Re: Corpora: Frequency Meaning

From: ramesh@clg.bham.ac.uk
Date: Thu Feb 17 2000 - 23:49:24 MET

  • Next message: ramesh@clg.bham.ac.uk: "Corpora: "language engineering": corpus evidence"

    Dear Dr Gomez
    Cobuild used corpus lemma frequencies in their Dictionary (2nd edition,
    1995). We devised a 5-band distinction, with 700 lemmas in the most frequent band, 1200 in the 2nd band, 1500 in the 3rd band, 3200 in the 4th and 8100 in the 5th. I can't remember the exact frequency cut-offs used, but I'm confident
    that most users of the dictionary have found it a very useful addition.

[Records for outline labeling]
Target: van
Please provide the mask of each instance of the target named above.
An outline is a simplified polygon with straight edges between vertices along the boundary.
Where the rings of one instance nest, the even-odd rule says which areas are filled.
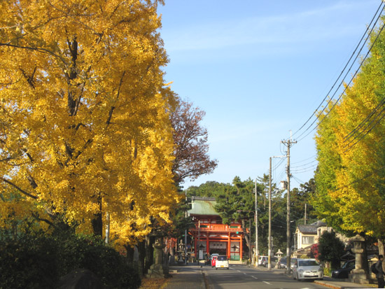
[[[216,262],[215,264],[215,269],[218,270],[218,268],[226,268],[229,269],[229,260],[227,256],[225,255],[219,255],[216,258]]]
[[[270,257],[270,264],[272,265],[272,267],[275,267],[277,262],[278,262],[278,258],[276,257]],[[269,265],[268,256],[259,256],[258,265],[267,267],[268,265]]]

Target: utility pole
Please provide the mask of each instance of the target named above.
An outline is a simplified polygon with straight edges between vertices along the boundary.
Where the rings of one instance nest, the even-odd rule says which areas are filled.
[[[286,217],[286,264],[287,264],[287,274],[290,274],[291,271],[291,253],[290,253],[290,147],[293,143],[297,143],[296,141],[293,141],[291,139],[291,131],[290,131],[290,139],[286,141],[281,141],[281,143],[284,143],[285,146],[287,146],[288,150],[286,153],[286,157],[288,158],[288,168],[287,168],[287,217]]]
[[[185,190],[186,203],[187,204],[187,190]],[[185,211],[185,218],[187,219],[187,210]],[[187,229],[185,228],[185,265],[187,265]]]
[[[306,218],[306,211],[307,210],[307,204],[304,204],[304,225],[306,225],[306,220],[307,220]]]
[[[268,257],[268,266],[267,268],[269,269],[272,269],[272,263],[270,260],[270,256],[272,254],[272,157],[286,157],[286,155],[278,155],[275,157],[270,157],[270,166],[269,169],[269,238],[267,241],[268,244],[268,251],[269,251],[269,257]]]
[[[255,267],[258,267],[258,206],[257,202],[257,179],[255,178]]]
[[[269,169],[269,240],[268,240],[268,265],[267,269],[272,269],[272,157],[270,157],[270,169]]]

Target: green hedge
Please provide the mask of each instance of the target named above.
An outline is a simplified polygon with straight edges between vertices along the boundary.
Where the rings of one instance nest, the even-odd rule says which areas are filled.
[[[106,288],[138,288],[141,279],[123,257],[90,236],[42,234],[0,241],[0,288],[55,288],[61,276],[84,268]]]

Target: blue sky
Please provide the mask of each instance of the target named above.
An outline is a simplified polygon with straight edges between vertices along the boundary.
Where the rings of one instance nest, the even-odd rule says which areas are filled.
[[[267,174],[269,158],[286,154],[281,141],[327,95],[380,3],[165,0],[159,8],[170,59],[165,78],[206,112],[209,154],[218,161],[213,174],[188,180],[185,188]],[[301,136],[307,127],[293,135],[291,188],[308,181],[316,166],[314,131]],[[286,164],[273,159],[274,181],[286,180]]]

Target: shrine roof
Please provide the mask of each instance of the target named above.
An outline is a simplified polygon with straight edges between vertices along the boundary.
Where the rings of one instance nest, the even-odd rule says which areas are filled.
[[[215,198],[205,197],[192,197],[191,199],[191,210],[188,215],[210,215],[219,216],[214,209],[216,202]]]

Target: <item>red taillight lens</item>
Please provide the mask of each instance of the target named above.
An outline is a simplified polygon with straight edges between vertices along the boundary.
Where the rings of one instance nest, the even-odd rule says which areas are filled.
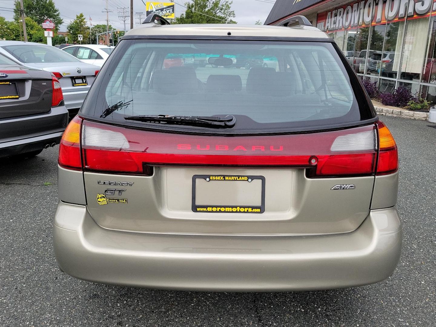
[[[398,170],[397,145],[389,129],[382,122],[376,123],[378,132],[377,175],[386,175]]]
[[[58,72],[52,72],[51,75],[58,78],[58,79],[60,79],[62,78],[62,74]]]
[[[67,169],[82,170],[80,133],[82,119],[76,116],[68,124],[62,136],[58,162]]]
[[[84,169],[146,174],[149,166],[296,167],[307,176],[373,175],[375,126],[334,132],[227,137],[177,134],[84,121]]]
[[[59,106],[61,101],[64,99],[64,95],[62,93],[61,83],[55,76],[51,76],[51,87],[53,89],[53,95],[51,96],[51,106]]]

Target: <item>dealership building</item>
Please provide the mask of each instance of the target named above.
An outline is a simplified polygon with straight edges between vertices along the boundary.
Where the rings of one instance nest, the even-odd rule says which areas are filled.
[[[296,15],[336,41],[381,92],[404,86],[436,103],[436,0],[276,0],[265,24]]]

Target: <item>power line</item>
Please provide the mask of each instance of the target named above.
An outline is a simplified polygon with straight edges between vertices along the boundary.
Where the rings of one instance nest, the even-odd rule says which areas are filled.
[[[118,9],[118,18],[124,23],[124,31],[126,31],[126,22],[130,17],[130,10],[126,10],[129,9],[129,7],[117,9]]]
[[[182,4],[180,4],[180,3],[177,3],[177,2],[176,2],[175,1],[174,1],[174,3],[176,3],[177,4],[178,4],[179,6],[181,6],[183,7],[184,8],[186,8],[187,9],[188,9],[188,8],[187,7],[185,7]],[[189,10],[190,10],[191,11],[193,11],[194,13],[197,13],[197,14],[199,14],[201,15],[204,15],[204,16],[207,16],[208,17],[210,17],[211,18],[214,18],[214,19],[217,19],[218,20],[221,20],[221,21],[223,21],[226,24],[227,23],[227,20],[225,20],[224,19],[221,19],[220,18],[217,18],[216,17],[214,17],[213,16],[209,16],[209,15],[206,15],[205,14],[203,14],[203,13],[201,13],[199,11],[197,11],[194,10],[192,10],[192,9],[189,9]]]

(Work to do):
(a) Reproduce the message on dictionary frequency bands from "Re: Corpora: Frequency" up to and including "very useful addition.", changing "Cobuild" to "Collins Cobuild".
(b) Answer the following about the message on dictionary frequency bands:
(i) On what date was the message sent?
(ii) Which edition of the Dictionary used corpus lemma frequencies, and in what year was it published?
(iii) How many lemmas are in the most frequent band?

(Task-by-task outputs):
(a)
Re: Corpora: Frequency Meaning

From: ramesh@clg.bham.ac.uk
Date: Thu Feb 17 2000 - 23:49:24 MET

  • Next message: ramesh@clg.bham.ac.uk: "Corpora: "language engineering": corpus evidence"

    Dear Dr Gomez
    Collins Cobuild used corpus lemma frequencies in their Dictionary (2nd edition,
    1995). We devised a 5-band distinction, with 700 lemmas in the most frequent band, 1200 in the 2nd band, 1500 in the 3rd band, 3200 in the 4th and 8100 in the 5th. I can't remember the exact frequency cut-offs used, but I'm confident
    that most users of the dictionary have found it a very useful addition.

(b)
(i) Thursday, February 17, 2000
(ii) The 2nd edition, published in 1995
(iii) 700